### [Text]
•••
Hope1337 / YOWOv3

40 stars 6 forks source link

RuntimeError #16

Open T-wow opened 1 month ago

T-wow commented 1 month ago

I did not make any modifications to the data processing part. When I ran the main() program for training, I encountered the following error: Traceback (most recent call last): File "main.py", line 16, in train.train_model(config=config) File "/mnt/C/znmd_tjs/YOWOv3-main/scripts/train.py", line 112, in train_model loss = criterion(outputs, targets) / acc_grad File "/mnt/C/znmd_tjs/YOWOv3-main/utils/loss.py", line 76, in call gt[j, :n] = targets[matches, 1:] RuntimeError: The expanded size of the tensor (228) must match the existing size (28) at non-singleton dimension 1. Target sizes: [1, 228]. Tensor sizes: [28] Could you please advise how to resolve this issue? Thank you for your help.

Hope1337 commented 1 month ago

@T-wow please give more context

T-wow commented 1 month ago

@Hope1337 Traceback (most recent call last): File "main.py", line 19, in train.train_model(config=config) File "/mnt/C/znmd_tjs/YOWOv3-main/scripts/train.py", line 112, in train_model loss = criterion(outputs, targets) / acc_grad File "/mnt/C/znmd_tjs/YOWOv3-main/utils/loss.py", line 76, in call gt[j, :n] = targets[matches, 1:] RuntimeError: The expanded size of the tensor (228) must match the existing size (28) at non-singleton dimension 1. Target sizes: [2, 228]. Tensor sizes: [2, 28] and the parts of loss as flow: def call(self, outputs, targets):

    # [B, 4 * n_dfl_channel + num_classes, 14, 14]  (28, 14, 7)
•••
### [Challenge A]
Summarize the YOWOv3 issue thread in two sentences.
### [Challenge B]
Carry on the YOWOv3 issue thread from its final line.

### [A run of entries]
•••
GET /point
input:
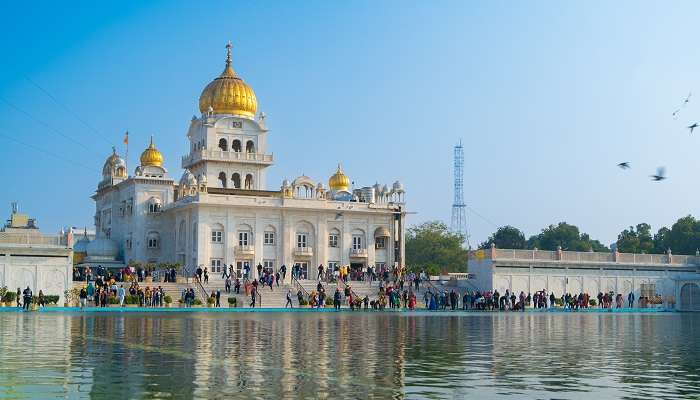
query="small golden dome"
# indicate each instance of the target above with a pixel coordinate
(151, 156)
(228, 94)
(114, 166)
(339, 181)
•••
### [Final result A]
T-wow reports that running main() for training, with no changes to the data processing part, raises a RuntimeError in utils/loss.py saying the expanded size of the tensor (228) must match the existing size (28) at non-singleton dimension 1. When Hope1337 asks for more context, T-wow posts the traceback again, now with target sizes [2, 228] and tensor sizes [2, 28], and starts to show the call function of the loss.

### [Final result B]
    x = outputs[1] if isinstance(outputs, tuple) else outputs

    # [B, 4 * n_dfl_channel, 1029]
    output = torch.cat([i.view(x[0].shape[0], self.no, -1) for i in x], 2)

    # [B, 4 * n_dfl_channel, 1029], [B, num_classes, 1029]
    pred_output, pred_scores = output.split((4 * self.dfl_ch, self.nc), 1)

    # [B, 1029, 4 * n_dfl_channel]
    pred_output = pred_output.permute(0, 2, 1).contiguous()

    # [B, 1029, num_classes]
    pred_scores = pred_scores.permute(0, 2, 1).contiguous()
    nclass = pred_scores.shape[2]

    size = torch.tensor(x[0].shape[2:], dtype=pred_scores.dtype, device=self.device)
    size = size * self.stride[0]

    anchor_points, stride_tensor = make_anchors(x, self.stride, 0.5)

    # targets
    if targets.shape[0] == 0:
        gt = torch.zeros(pred_scores.shape[0], 0, 4 + nclass, device=self.device)
    else:
        i = targets[:, 0]  # image index
        _, counts = i.unique(return_counts=True)
        gt = torch.zeros(pred_scores.shape[0], counts.max(), 4 +  nclass, device=self.device)
        for j in range(pred_scores.shape[0]):
            matches = i == j
            n = matches.sum()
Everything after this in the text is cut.